▸ **AIM**
Reproduce the items from the line that has "mark: the flower" through the last item, swapping each "instance" for "occurrence" and leaving everything else unchanged.

▸ **DATA FOR PROCESSING**
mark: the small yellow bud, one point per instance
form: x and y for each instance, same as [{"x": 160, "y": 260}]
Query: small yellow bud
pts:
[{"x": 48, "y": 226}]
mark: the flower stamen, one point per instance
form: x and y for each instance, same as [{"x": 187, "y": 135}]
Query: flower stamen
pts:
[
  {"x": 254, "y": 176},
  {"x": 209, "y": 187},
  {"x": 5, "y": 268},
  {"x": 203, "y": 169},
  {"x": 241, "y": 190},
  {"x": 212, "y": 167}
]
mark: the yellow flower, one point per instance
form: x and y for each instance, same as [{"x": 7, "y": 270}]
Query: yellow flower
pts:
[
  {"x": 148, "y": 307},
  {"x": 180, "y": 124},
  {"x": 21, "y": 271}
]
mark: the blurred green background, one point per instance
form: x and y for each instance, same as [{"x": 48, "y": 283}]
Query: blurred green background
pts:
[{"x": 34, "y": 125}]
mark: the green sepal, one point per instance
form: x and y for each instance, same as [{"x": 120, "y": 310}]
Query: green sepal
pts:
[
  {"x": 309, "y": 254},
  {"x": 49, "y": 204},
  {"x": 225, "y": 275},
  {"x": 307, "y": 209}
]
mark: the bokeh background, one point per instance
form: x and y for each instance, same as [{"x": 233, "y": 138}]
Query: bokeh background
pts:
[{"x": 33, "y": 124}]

▸ **FINISHED ANSWER**
mark: the flower stamen, one point per occurrence
form: x and y for each occurrence, same as [{"x": 187, "y": 135}]
Query: flower stamen
pts:
[
  {"x": 254, "y": 176},
  {"x": 209, "y": 187},
  {"x": 5, "y": 268},
  {"x": 203, "y": 169},
  {"x": 241, "y": 190},
  {"x": 212, "y": 167}
]
mark: the yellow flower, one point per occurrence
form: x and y for each occurrence, same as [{"x": 7, "y": 270}]
Query: yellow flower
pts:
[
  {"x": 148, "y": 307},
  {"x": 180, "y": 124},
  {"x": 21, "y": 271}
]
mark: the blurred green background, one point per occurrence
form: x and y for each occurrence, same as [{"x": 48, "y": 283}]
Query: blurred green background
pts:
[{"x": 34, "y": 125}]
mark: the green sepal, one point per occurrence
form: x and y for each occurrence, same as [{"x": 120, "y": 310}]
Query: green sepal
pts:
[
  {"x": 309, "y": 254},
  {"x": 49, "y": 204},
  {"x": 225, "y": 275},
  {"x": 307, "y": 209}
]
mark: the bokeh background, one point per occurrence
form: x and y for each occurrence, same as [{"x": 233, "y": 138}]
Query: bokeh background
pts:
[{"x": 33, "y": 124}]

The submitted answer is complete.